TASK DIRECTIONS: Could you repeat, word for word, the part of the piece below on Macrorie's Uptaught that opens with the words containing "At this point, I" and closes with "you Mr. Academic."?

═══ TEXT BLOCK

I’ve read about a quarter of Ken Macrorie’s Uptaught, and I like some of the sentiments he expresses. For example, he gives an example of how a textbook might start:
If you are a student qho desires assistance in order to write effectively and fluently, then this textbook is written for you. (7)
Macrorie describes this:
That language has no tongue in it. No ear behind it. And no sense of audience. The student instantly perceives that the expression “who desires assistance in order to write effectively and fluently” is walking on stilts. And so he learns the style. Must be what the professor wants. And the grade-school and high-school teacher are among the students of the professor in graduate school. They go back to their pupils with a clear idea of what is needed to prepare youngsters for the higher education. (7)
The academic tongue tought in Freshman Composition encourages students to write the “Tell ’em what you’re gonna tell ’em, tell ’em, and then tell ’em what you told ’em” essay (8). A student of his offers him the term Engfish, “a name for the bloated, pretentious language I saw everywhere around me, in the students’ themes, in the textbooks on writing, in the professors’ and administrators’ communications to each other. A feel-nothing, say-nothing language, dead like Latin, devoid of the rhythms of contemporary speech. A dialect in which words are almost never ‘attached to things,’ as Emerson said they should be” (18).
At this point, I was totally with Macrorie. Out with the Engfish! Out with the jargon! Out with the crappy academic prose that bores the piss out of everyone and offers no surprises. I don’t want to be told what I’m going to be told in an essay, thank you Mr. Academic.

══════
═══ DATASET EXTRACT

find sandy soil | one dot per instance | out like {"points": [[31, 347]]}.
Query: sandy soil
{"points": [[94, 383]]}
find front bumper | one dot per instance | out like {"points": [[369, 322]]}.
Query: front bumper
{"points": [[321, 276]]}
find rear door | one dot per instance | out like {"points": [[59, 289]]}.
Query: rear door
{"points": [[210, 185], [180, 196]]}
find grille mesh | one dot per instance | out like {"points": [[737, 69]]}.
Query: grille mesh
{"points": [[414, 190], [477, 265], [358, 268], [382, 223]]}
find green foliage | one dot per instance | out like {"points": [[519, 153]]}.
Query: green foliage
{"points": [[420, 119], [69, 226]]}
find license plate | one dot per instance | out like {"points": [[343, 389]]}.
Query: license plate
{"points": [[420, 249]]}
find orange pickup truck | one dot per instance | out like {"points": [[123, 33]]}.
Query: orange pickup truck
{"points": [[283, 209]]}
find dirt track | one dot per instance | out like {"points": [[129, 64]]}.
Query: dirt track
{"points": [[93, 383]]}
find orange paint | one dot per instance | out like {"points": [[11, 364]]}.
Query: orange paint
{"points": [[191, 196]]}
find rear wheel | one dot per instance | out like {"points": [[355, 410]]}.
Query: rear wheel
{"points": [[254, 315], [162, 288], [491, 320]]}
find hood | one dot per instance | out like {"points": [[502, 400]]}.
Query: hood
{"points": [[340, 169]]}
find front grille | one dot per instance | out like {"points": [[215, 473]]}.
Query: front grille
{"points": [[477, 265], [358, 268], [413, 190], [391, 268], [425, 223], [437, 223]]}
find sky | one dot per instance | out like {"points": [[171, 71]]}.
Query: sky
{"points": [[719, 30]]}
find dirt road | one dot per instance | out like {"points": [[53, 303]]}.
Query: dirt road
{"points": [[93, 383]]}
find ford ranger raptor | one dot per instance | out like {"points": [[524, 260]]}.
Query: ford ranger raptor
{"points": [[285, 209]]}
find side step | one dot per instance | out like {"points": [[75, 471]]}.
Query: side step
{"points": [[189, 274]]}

══════

SOLUTION TO THE EXERCISE:
At this point, I was totally with Macrorie. Out with the Engfish! Out with the jargon! Out with the crappy academic prose that bores the piss out of everyone and offers no surprises. I don’t want to be told what I’m going to be told in an essay, thank you Mr. Academic.